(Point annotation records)
········
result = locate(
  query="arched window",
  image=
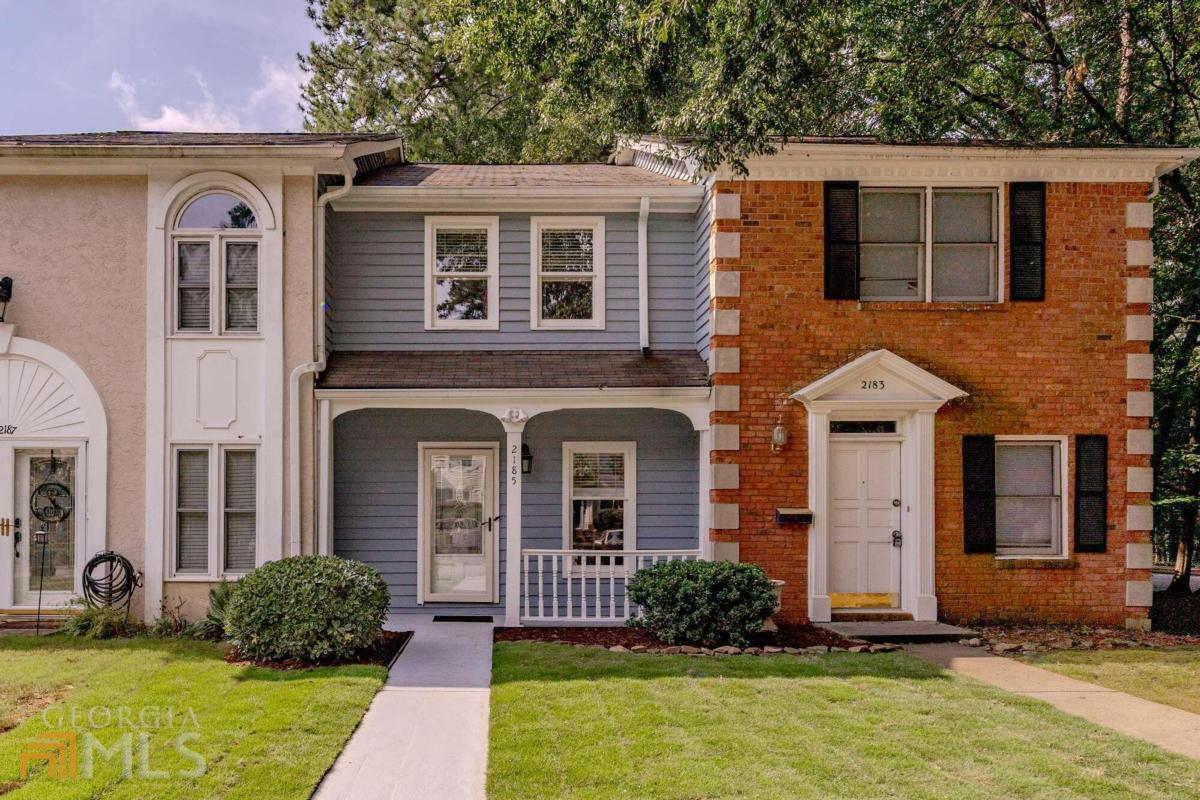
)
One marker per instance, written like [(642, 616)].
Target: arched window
[(215, 245)]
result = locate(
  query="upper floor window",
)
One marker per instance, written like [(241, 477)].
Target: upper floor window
[(929, 244), (568, 272), (461, 272), (215, 245)]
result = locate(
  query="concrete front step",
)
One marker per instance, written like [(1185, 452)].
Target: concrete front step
[(899, 631)]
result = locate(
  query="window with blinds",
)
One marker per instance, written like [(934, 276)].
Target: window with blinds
[(192, 511), (240, 510), (600, 495), (461, 272), (216, 266), (568, 272), (216, 518), (241, 286), (1029, 498), (929, 244)]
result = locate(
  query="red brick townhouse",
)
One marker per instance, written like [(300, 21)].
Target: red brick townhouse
[(931, 377)]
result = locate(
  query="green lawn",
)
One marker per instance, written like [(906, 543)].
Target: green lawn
[(1169, 677), (261, 733), (576, 723)]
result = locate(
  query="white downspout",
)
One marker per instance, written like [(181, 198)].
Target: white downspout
[(312, 367), (643, 280)]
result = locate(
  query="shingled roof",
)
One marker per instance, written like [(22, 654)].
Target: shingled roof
[(511, 175), (514, 370)]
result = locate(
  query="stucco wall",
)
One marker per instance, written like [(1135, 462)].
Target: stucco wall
[(76, 250)]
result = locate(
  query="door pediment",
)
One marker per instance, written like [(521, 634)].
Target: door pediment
········
Without including the pictures, reproduce all entries exactly.

WORKED SOLUTION:
result = locate(
  query="arched window",
  image=
)
One marker per instance, written like [(642, 616)].
Target: arched window
[(215, 245)]
result = locate(
  query="upper floor window",
)
One marker per instance, written like [(241, 477)].
Target: upper floor window
[(929, 244), (568, 272), (461, 272), (215, 245)]
result = locate(
  query="concrete front step",
)
One marker per instance, written like [(1185, 452)].
Target: concrete front step
[(899, 631)]
result = locate(
  query="window with blinds",
)
One marker per instance, written like [(934, 276)].
Target: window with blinds
[(192, 511), (240, 510), (600, 495), (461, 272), (216, 266), (568, 272), (216, 518), (241, 286), (1029, 498), (929, 244)]
result = locate(
  query="red brick townhouse",
)
One marker per instance, written like [(300, 21)].
Target: red brick townhouse
[(931, 377)]
result = locate(
  query="green lawn",
)
One marker per instance, written like [(906, 543)].
Target: green lawn
[(1169, 677), (261, 733), (576, 723)]
result = locate(
  query="white downspout",
)
One marker per instance, written like [(181, 198)].
Target: white downspout
[(312, 367), (643, 280)]
result = locate(
  query="shingled roof",
)
One marker per instance, written like [(22, 654)].
Target: shingled roof
[(511, 175), (514, 370)]
result = locate(
  query="stucco wall",
)
One marker per instance, written like [(1135, 462)].
Target: stucco wall
[(76, 250)]
result = locate(
  query="door pediment",
)
One marker per instance, written like [(521, 634)].
Target: door pediment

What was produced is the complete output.